▼

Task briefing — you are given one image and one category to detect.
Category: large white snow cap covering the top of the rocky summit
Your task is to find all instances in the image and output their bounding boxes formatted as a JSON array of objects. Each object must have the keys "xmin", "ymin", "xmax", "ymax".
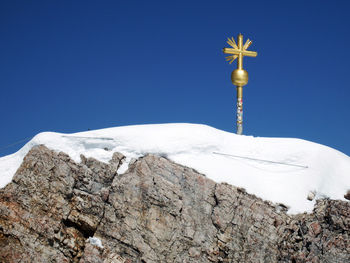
[{"xmin": 0, "ymin": 123, "xmax": 350, "ymax": 214}]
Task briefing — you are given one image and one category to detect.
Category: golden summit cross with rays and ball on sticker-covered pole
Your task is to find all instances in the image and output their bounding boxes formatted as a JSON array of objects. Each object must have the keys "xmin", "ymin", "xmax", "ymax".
[{"xmin": 223, "ymin": 34, "xmax": 258, "ymax": 134}]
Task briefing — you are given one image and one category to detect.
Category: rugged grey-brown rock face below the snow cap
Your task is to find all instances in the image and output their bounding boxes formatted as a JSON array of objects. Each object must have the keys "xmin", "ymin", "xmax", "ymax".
[{"xmin": 0, "ymin": 146, "xmax": 350, "ymax": 263}]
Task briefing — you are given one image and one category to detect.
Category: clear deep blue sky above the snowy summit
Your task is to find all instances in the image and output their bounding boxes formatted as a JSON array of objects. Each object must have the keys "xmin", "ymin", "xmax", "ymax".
[{"xmin": 0, "ymin": 0, "xmax": 350, "ymax": 156}]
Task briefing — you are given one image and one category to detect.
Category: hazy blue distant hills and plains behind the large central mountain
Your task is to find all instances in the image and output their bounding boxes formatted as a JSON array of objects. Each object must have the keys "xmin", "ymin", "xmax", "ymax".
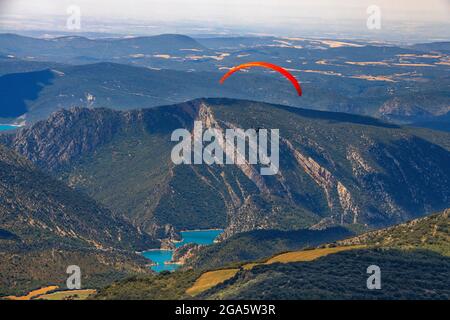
[{"xmin": 0, "ymin": 34, "xmax": 450, "ymax": 127}]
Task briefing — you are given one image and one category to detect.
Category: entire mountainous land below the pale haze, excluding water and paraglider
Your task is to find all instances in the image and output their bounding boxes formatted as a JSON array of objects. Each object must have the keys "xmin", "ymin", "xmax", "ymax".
[{"xmin": 0, "ymin": 34, "xmax": 450, "ymax": 300}]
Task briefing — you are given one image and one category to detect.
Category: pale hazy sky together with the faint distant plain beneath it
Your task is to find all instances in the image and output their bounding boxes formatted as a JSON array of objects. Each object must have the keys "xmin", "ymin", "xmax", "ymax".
[{"xmin": 0, "ymin": 0, "xmax": 450, "ymax": 41}]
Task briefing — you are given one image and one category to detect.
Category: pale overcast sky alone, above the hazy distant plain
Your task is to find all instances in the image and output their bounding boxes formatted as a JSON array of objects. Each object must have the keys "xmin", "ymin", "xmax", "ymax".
[{"xmin": 0, "ymin": 0, "xmax": 450, "ymax": 39}]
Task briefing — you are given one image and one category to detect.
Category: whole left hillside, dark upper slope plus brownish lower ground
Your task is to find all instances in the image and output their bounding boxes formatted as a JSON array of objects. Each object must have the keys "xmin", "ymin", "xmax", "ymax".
[{"xmin": 0, "ymin": 145, "xmax": 159, "ymax": 296}]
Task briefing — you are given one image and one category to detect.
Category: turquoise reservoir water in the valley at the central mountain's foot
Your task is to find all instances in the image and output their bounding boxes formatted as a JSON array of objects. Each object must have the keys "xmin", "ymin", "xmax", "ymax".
[{"xmin": 142, "ymin": 230, "xmax": 223, "ymax": 272}]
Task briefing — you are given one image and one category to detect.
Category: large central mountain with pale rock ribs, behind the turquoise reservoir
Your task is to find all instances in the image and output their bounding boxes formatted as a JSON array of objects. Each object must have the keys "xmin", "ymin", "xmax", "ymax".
[{"xmin": 9, "ymin": 99, "xmax": 450, "ymax": 237}]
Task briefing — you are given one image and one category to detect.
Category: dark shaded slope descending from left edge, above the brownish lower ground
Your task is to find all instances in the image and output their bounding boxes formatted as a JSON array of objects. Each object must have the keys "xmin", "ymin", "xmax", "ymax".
[{"xmin": 0, "ymin": 145, "xmax": 157, "ymax": 251}]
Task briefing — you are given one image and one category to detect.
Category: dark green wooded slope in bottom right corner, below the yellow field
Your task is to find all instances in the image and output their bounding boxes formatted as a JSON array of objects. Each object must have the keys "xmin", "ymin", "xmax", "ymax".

▲

## Task description:
Transcribe the listing exactly; skip the pictures.

## Task output:
Task briefing — you are given one image and one category to detect.
Category: large white snow cap covering the top of the rocky summit
Your task is to find all instances in the image and output their bounding boxes formatted as a JSON array of objects. Each object must have the keys "xmin", "ymin", "xmax", "ymax".
[{"xmin": 0, "ymin": 123, "xmax": 350, "ymax": 214}]
Task briefing — you are given one image and one category to detect.
Category: golden summit cross with rays and ball on sticker-covered pole
Your task is to find all instances in the image and output their bounding boxes formatted as a JSON array of objects. Each object must have the keys "xmin", "ymin", "xmax", "ymax".
[{"xmin": 223, "ymin": 34, "xmax": 258, "ymax": 134}]
Task briefing — you are given one image and one category to detect.
Category: rugged grey-brown rock face below the snow cap
Your task is to find all instances in the image and output their bounding boxes formatted as a JSON array of objects. Each object must have the keys "xmin", "ymin", "xmax", "ymax".
[{"xmin": 0, "ymin": 146, "xmax": 350, "ymax": 263}]
Task briefing — you are given one image and one category to detect.
Category: clear deep blue sky above the snowy summit
Your task is to find all instances in the image and output their bounding boxes formatted as a JSON array of objects. Each object must have the keys "xmin", "ymin", "xmax", "ymax".
[{"xmin": 0, "ymin": 0, "xmax": 350, "ymax": 156}]
Task briefing — you are given one image and one category to detect.
Category: hazy blue distant hills and plains behind the large central mountain
Your task is to find all instances in the image and output their bounding boxes formatted as a JSON array of objects. Each object must have the keys "xmin", "ymin", "xmax", "ymax".
[{"xmin": 0, "ymin": 34, "xmax": 450, "ymax": 127}]
Task briefing — you are given one image and one category to detect.
Category: entire mountainous land below the pale haze, excluding water and paraglider
Your task is to find all instances in the image and output their bounding boxes formatted as a JSON array of objects. Each object must have the keys "xmin", "ymin", "xmax", "ymax".
[{"xmin": 0, "ymin": 34, "xmax": 450, "ymax": 300}]
Task briefing — you are given one image and one category to detect.
Category: pale hazy sky together with the faint distant plain beneath it
Your task is to find all instances in the image and output their bounding boxes formatted as a JSON array of objects. Each object must have the keys "xmin", "ymin", "xmax", "ymax".
[{"xmin": 0, "ymin": 0, "xmax": 450, "ymax": 41}]
Task briefing — you are given one image and one category to detect.
Category: pale overcast sky alone, above the hazy distant plain
Your task is to find all instances in the image and output their bounding boxes formatted as a JSON array of objects. Each object must have the keys "xmin", "ymin", "xmax", "ymax".
[{"xmin": 0, "ymin": 0, "xmax": 450, "ymax": 39}]
Task briefing — you are given one image and one category to detect.
Category: whole left hillside, dark upper slope plus brownish lower ground
Your task is to find all instances in the image and output their bounding boxes formatted as a JSON array of objects. Each object must have the keys "xmin", "ymin", "xmax", "ymax".
[{"xmin": 0, "ymin": 145, "xmax": 159, "ymax": 296}]
Task briefing — you are given one image and one category to detect.
Category: turquoise reservoir water in the valley at the central mountain's foot
Your task is to find all instances in the image and output their bounding boxes formatted as a JSON array of objects. Each object must have the keys "xmin", "ymin", "xmax", "ymax".
[{"xmin": 142, "ymin": 230, "xmax": 223, "ymax": 272}]
Task briefing — you are given one image and one category to detect.
Category: large central mountain with pale rock ribs, behind the turquoise reservoir
Your task is to find all instances in the image and output their bounding boxes formatted as a JSON array of objects. Each object must have the keys "xmin", "ymin", "xmax", "ymax".
[{"xmin": 9, "ymin": 99, "xmax": 450, "ymax": 237}]
Task briefing — you are given one image and one category to detect.
Category: dark shaded slope descending from left edge, above the brownish lower ground
Your task is to find all instances in the image and output their bounding boxes formatted as a JSON array of objects. Each object must have the keys "xmin", "ymin", "xmax", "ymax".
[{"xmin": 0, "ymin": 145, "xmax": 157, "ymax": 251}]
Task briefing — you are given one image and one category to detect.
Category: dark green wooded slope in bottom right corner, below the yellow field
Your task is to find all instances in the image and output their bounding boxes formatted as a JSON array of objects. Each object must have the keys "xmin", "ymin", "xmax", "ymax".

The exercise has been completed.